● **Task**:
Please update the items starting at the line that contains "Look at the provided image and carefully locate the balcony." and ending at the line that contains "382, 122, 438]]", replacing "neighboring" with "adjacent" and leaving everything else unchanged. Give back only those lines.

"""

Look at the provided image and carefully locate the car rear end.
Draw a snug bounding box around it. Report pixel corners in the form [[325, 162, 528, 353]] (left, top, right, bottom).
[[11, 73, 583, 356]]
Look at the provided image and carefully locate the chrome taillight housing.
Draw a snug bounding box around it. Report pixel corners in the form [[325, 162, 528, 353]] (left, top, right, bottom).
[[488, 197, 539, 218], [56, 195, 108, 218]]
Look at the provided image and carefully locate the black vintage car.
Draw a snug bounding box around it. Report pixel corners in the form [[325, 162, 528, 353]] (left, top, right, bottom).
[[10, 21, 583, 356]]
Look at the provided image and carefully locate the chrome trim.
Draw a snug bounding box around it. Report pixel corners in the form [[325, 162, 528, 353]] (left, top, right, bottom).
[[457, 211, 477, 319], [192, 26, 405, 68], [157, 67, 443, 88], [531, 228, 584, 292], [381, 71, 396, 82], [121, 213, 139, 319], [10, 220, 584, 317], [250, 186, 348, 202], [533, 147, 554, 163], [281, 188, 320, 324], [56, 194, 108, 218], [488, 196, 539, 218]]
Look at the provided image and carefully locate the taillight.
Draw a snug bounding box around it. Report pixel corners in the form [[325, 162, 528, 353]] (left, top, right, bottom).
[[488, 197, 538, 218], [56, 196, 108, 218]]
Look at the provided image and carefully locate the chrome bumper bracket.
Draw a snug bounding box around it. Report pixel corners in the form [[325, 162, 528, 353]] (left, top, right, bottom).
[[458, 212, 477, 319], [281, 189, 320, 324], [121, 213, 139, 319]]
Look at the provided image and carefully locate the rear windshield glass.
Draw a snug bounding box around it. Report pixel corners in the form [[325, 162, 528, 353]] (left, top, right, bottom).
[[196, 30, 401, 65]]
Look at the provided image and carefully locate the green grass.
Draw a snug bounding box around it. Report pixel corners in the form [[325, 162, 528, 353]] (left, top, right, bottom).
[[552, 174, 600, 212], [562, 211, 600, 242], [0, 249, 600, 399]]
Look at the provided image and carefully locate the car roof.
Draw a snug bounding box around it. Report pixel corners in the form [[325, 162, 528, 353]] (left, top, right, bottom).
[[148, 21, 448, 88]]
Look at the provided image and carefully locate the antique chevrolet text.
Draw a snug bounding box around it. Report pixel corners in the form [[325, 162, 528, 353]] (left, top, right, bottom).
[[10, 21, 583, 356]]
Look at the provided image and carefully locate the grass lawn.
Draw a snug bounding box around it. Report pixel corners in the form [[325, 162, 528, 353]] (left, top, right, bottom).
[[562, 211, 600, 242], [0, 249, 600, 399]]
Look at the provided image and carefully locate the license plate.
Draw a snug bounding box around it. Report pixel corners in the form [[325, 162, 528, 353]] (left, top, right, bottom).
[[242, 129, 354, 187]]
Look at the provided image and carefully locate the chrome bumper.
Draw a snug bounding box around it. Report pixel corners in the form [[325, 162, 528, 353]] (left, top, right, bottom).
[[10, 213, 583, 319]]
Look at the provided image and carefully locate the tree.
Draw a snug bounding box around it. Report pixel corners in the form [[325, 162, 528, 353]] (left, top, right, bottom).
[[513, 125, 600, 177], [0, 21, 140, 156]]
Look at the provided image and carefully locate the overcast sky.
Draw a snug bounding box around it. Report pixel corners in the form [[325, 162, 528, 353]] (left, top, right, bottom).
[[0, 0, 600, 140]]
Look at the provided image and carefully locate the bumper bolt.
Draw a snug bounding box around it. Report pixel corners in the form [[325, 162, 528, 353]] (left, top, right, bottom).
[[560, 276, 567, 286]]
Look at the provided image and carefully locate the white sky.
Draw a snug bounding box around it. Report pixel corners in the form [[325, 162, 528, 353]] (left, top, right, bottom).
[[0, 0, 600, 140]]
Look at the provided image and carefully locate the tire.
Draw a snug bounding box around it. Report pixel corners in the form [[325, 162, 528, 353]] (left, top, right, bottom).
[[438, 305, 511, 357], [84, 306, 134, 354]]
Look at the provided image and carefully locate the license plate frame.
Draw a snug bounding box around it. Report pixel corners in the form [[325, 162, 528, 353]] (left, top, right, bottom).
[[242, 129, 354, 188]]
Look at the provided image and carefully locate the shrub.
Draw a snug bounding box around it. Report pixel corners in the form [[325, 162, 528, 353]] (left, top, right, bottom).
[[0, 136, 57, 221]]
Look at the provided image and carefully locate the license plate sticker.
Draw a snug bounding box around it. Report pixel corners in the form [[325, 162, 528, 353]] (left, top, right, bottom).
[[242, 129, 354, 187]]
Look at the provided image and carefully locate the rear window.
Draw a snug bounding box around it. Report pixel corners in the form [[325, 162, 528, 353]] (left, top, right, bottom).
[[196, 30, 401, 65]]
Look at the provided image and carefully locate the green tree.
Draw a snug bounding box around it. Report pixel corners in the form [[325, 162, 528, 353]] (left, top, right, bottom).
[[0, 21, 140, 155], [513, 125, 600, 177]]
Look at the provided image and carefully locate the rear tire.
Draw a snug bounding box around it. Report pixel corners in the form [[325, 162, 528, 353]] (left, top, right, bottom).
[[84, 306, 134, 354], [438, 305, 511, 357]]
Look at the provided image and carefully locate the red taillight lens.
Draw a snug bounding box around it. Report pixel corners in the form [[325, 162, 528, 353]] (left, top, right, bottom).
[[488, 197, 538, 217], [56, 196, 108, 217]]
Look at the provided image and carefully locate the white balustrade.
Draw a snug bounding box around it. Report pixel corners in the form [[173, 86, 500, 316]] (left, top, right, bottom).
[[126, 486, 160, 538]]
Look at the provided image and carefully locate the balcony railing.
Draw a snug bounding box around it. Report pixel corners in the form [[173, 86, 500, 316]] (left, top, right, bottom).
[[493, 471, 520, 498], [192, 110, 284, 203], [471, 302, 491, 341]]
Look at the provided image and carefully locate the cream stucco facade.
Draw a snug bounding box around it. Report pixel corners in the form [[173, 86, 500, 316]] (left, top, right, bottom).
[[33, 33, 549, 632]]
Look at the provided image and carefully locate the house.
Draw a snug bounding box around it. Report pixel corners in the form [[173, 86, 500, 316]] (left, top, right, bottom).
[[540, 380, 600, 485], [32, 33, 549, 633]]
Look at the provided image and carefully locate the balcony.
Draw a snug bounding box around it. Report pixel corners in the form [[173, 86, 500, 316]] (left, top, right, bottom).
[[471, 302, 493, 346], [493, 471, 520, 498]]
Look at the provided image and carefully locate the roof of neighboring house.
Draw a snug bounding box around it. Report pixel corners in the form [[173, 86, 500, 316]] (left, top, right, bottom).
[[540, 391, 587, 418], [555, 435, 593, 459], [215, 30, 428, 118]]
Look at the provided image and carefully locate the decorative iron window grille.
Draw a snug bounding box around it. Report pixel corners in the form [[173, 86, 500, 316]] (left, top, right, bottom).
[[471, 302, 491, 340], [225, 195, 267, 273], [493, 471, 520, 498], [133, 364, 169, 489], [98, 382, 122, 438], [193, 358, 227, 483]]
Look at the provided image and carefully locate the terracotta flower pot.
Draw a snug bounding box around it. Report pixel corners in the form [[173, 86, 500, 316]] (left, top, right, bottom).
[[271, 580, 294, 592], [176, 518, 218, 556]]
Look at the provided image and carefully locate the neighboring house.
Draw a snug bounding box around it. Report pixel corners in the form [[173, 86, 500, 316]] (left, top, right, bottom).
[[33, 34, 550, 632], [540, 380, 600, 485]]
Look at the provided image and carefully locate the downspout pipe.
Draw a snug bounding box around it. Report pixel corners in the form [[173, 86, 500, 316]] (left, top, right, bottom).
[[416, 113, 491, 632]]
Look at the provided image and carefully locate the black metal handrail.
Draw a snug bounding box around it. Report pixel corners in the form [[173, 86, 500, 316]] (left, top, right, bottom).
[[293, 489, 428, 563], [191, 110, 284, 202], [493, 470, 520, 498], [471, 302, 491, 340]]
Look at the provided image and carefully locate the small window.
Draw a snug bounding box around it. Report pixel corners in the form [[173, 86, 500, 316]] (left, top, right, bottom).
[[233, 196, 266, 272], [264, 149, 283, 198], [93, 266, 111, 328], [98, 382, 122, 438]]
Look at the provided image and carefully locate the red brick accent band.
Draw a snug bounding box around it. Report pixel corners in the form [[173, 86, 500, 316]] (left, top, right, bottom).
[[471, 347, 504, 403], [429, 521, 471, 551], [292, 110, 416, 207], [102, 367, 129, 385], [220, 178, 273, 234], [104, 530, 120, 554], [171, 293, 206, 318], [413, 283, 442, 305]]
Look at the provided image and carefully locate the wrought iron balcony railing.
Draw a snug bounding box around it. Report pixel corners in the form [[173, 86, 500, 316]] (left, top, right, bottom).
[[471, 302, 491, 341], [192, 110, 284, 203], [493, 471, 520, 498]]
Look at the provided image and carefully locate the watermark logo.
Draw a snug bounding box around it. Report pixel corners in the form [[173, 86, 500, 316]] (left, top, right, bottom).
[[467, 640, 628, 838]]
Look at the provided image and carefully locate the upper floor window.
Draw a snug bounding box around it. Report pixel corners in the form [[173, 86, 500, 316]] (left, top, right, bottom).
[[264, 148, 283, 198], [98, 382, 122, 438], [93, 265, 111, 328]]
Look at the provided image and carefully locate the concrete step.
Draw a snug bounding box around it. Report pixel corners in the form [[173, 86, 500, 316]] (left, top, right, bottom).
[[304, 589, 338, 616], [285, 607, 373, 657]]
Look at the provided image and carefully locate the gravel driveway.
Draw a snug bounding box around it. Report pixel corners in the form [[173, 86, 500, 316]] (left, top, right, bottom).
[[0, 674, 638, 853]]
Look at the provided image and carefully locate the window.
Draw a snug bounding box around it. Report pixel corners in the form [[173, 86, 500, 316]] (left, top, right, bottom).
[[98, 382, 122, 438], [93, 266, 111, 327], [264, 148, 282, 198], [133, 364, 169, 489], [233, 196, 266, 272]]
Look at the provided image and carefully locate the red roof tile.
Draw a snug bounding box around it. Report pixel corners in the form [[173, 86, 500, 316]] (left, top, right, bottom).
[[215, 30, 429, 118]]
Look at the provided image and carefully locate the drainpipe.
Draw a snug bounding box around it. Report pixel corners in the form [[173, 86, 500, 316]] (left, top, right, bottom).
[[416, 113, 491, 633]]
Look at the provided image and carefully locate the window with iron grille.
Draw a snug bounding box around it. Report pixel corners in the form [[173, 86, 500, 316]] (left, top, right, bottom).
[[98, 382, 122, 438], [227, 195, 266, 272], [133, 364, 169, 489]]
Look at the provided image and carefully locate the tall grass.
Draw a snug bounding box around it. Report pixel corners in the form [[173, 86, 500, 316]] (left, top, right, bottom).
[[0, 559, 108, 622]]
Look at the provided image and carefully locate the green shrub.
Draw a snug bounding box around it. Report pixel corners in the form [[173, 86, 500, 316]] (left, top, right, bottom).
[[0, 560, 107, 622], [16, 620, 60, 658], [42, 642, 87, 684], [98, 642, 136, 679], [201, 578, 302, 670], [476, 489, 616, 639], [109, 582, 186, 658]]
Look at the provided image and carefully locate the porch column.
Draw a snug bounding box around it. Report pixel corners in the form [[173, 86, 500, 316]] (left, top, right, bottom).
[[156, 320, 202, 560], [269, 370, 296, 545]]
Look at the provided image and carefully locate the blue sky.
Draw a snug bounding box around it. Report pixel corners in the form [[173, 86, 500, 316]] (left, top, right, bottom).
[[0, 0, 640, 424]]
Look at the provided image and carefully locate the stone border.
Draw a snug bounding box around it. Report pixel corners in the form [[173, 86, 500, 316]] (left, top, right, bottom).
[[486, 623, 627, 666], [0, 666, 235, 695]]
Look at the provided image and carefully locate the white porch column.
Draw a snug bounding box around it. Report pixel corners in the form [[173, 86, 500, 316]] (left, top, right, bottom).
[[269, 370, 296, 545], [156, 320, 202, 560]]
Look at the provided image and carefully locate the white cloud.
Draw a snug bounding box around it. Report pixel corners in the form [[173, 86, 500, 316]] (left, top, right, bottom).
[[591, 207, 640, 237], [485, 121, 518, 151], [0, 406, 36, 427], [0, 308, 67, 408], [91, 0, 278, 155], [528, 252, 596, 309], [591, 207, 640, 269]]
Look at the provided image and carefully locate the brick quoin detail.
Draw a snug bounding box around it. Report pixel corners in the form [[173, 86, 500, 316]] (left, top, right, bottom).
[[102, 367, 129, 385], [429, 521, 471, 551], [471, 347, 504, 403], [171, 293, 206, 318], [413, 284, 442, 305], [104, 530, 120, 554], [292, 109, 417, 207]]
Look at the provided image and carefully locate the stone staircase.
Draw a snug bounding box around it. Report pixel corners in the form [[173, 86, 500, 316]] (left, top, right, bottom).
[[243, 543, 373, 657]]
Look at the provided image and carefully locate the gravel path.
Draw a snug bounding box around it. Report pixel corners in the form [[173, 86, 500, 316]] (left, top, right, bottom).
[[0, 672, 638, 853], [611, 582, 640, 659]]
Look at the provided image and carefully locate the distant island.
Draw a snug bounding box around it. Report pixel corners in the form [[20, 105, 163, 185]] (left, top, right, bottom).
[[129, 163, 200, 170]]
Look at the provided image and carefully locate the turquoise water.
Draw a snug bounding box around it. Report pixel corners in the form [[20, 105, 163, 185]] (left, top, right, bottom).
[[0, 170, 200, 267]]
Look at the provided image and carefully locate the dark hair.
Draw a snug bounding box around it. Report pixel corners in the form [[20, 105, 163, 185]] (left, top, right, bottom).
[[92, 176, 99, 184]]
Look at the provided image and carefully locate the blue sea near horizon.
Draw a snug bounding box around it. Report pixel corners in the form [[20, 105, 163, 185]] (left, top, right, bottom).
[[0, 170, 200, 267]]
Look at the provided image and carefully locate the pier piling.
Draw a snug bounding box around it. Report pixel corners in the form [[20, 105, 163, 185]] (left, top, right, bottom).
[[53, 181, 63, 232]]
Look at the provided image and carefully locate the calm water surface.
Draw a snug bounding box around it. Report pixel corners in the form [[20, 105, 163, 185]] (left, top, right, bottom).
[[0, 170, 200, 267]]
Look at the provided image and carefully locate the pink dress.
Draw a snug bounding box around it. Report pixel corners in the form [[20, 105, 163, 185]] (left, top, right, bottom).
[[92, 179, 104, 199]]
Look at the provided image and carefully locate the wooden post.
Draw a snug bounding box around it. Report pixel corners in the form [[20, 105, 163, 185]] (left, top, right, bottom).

"""

● **Task response**:
Look at the provided image and carefully locate the balcony.
Draw a snug bounding box around it. Report pixel corners in the form [[173, 86, 500, 316]] (left, top, right, bottom).
[[471, 302, 493, 346], [493, 471, 520, 498]]
Look at the provided image and carefully locate the roof of adjacent house.
Draw a snug bounding box around it. Report pixel corners in the form [[173, 86, 500, 316]] (left, top, right, bottom).
[[540, 391, 587, 418], [555, 435, 593, 459], [215, 30, 428, 118]]
Look at the provided image and carefully locate the decorative iron window grille.
Draw a snug bounding box around it. Report pixel corners in the form [[173, 86, 500, 316]] (left, top, right, bottom).
[[471, 302, 491, 340], [225, 195, 267, 273], [493, 471, 520, 498], [133, 364, 169, 489], [98, 382, 122, 438], [193, 358, 227, 483]]
Look at the provided image and carefully locate the terracotta flower pot.
Draw a snug bounding box around it. Report pixel corners in the form [[173, 86, 500, 316]] (left, top, right, bottom).
[[271, 580, 294, 592], [176, 518, 218, 556]]
Look at the provided image and carefully locate the adjacent house.
Draw a snug bounding box around it. Report pixel corners in the form [[173, 86, 500, 316]] (left, top, right, bottom).
[[33, 34, 550, 632], [540, 380, 600, 485]]
Look at the provided image and carefully locate the downspout pipe.
Draw a snug bounding box around it. Report pixel corners in the form [[173, 86, 500, 316]] (left, top, right, bottom).
[[416, 113, 491, 632]]
Look at the provided image and carefully locate the black metal handrail.
Draw a snug bounding box around it. Report pixel corners in the form [[173, 86, 500, 316]] (left, top, right, bottom).
[[293, 489, 428, 563], [191, 110, 284, 202], [493, 470, 520, 498], [471, 302, 491, 340]]
Look at the provided image and carefully locate the small window.
Draw a snug bounding box around it. Report pixel corners in the form [[173, 86, 500, 316]] (left, top, right, bottom).
[[233, 196, 266, 272], [264, 149, 283, 198], [93, 266, 111, 328], [98, 382, 122, 438]]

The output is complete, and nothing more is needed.